**** Document segment ****

We pilot tested the codebook on each type of legislative document and three newspaper articles. We made changes to the codebook based on these results and used the final version to code all content. 32 No new related themes emerged during the full coding process. Documents on the bill history, status, and any votes were used to develop a timeline of legislative events. We also conducted a summary analysis of legislative content and used Microsoft Excel to calculate descriptive statistics. The most frequently mentioned advocacy coalition strategies and arguments are included in the results; each was mentioned at least three different times and were often present in multiple types of documents (i.e., legislative material and newspaper articles).
Results
Summary of SSB Tax Bills (2001-2018)
The California state legislature introduced a total of 11 SSB tax bills between the 1999-2000 and 2017-2018 legislative sessions (see Figure 2), six were Senate Bills (SB) and five were Assembly Bills (AB). Between 2011-2012, the highest number of bills were introduced (three bills)— signaling higher interest and policy activity. Eight failed to leave their committee; and, ultimately, all 11 bills failed. Timeline of sugar-sweetened beverage tax bills introduced in California between 2001 and 2018.
While the specific components of the bills differed, all bills proposed a tax on beverages with added sugar and mentioned a specific tax percentage or rate. In 2001, SB 1520 was the first introduced, proposing a surtax upon every distributor, manufacturer, or wholesale dealer at a rate of $2 per gallon of soft drink/simple syrup and $0.21 per gallon of bottled soft drinks or those produced from powder. Among the remaining bills: two included a tax of $0.01 per teaspoon of added caloric sweetener (AB 2100, SB 1210), four a rate of $0.01 per fluid ounce (AB 669, SB 653, SBX1 23, SB 622), three a rate of $0.02 per fluid ounce (AB 1357, AB 2782, AB 1003), and one a 2% per carbonated beverage rate (SB 1118).
In nine of the bills, the State Board of Equalization was set to administer the tax; however, the mechanisms for enforcement were absent. All of the bills aimed to use the proposed tax revenue to support California’s schoolchildren. Specifically, two of the bills allowed for school districts to tap into the SSB tax revenue in certain instances. Eight of the bills aimed to use the funds to address childhood obesity in school or early childcare settings; of these, six bills designated the tax to fund childhood obesity prevention programs. Three included a secondary policy to establish or modify an existing advisory group (e.g., commission, committee, council, task force) to address obesity.

****

# Exercise instructions:
**1)** From the passage on California's sugar-sweetened beverage tax bills, return the text from "The California state" to "2001 and 2018.".
**2)** According to the passage on California's sugar-sweetened beverage tax bills, which bill was introduced first, and in what year?

**** Given information ****

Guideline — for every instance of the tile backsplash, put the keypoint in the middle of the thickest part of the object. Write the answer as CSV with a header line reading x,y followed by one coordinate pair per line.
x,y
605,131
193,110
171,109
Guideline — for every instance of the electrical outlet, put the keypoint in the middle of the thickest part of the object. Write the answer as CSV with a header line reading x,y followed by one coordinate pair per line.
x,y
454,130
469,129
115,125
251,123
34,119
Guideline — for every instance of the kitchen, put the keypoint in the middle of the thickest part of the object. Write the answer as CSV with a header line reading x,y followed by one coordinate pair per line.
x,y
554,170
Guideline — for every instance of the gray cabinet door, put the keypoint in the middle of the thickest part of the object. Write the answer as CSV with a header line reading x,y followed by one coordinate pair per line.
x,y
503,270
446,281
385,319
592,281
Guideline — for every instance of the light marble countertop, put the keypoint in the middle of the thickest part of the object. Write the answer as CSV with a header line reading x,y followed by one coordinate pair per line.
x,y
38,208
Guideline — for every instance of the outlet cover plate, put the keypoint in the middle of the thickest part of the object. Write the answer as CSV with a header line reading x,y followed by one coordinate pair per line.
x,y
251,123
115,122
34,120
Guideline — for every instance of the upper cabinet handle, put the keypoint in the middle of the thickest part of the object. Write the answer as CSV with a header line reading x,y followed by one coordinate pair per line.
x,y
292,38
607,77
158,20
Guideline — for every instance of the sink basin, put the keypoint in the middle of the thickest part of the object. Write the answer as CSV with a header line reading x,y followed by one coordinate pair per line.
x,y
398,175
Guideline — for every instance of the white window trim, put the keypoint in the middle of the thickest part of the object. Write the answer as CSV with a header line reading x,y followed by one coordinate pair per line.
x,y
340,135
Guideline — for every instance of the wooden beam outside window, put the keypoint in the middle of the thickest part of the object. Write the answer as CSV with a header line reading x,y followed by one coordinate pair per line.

****

# Solved tasks:
**1)**
The California state legislature introduced a total of 11 SSB tax bills between the 1999-2000 and 2017-2018 legislative sessions (see Figure 2), six were Senate Bills (SB) and five were Assembly Bills (AB). Between 2011-2012, the highest number of bills were introduced (three bills)— signaling higher interest and policy activity. Eight failed to leave their committee; and, ultimately, all 11 bills failed. Timeline of sugar-sweetened beverage tax bills introduced in California between 2001 and 2018.

**2)** SB 1520, introduced in 2001.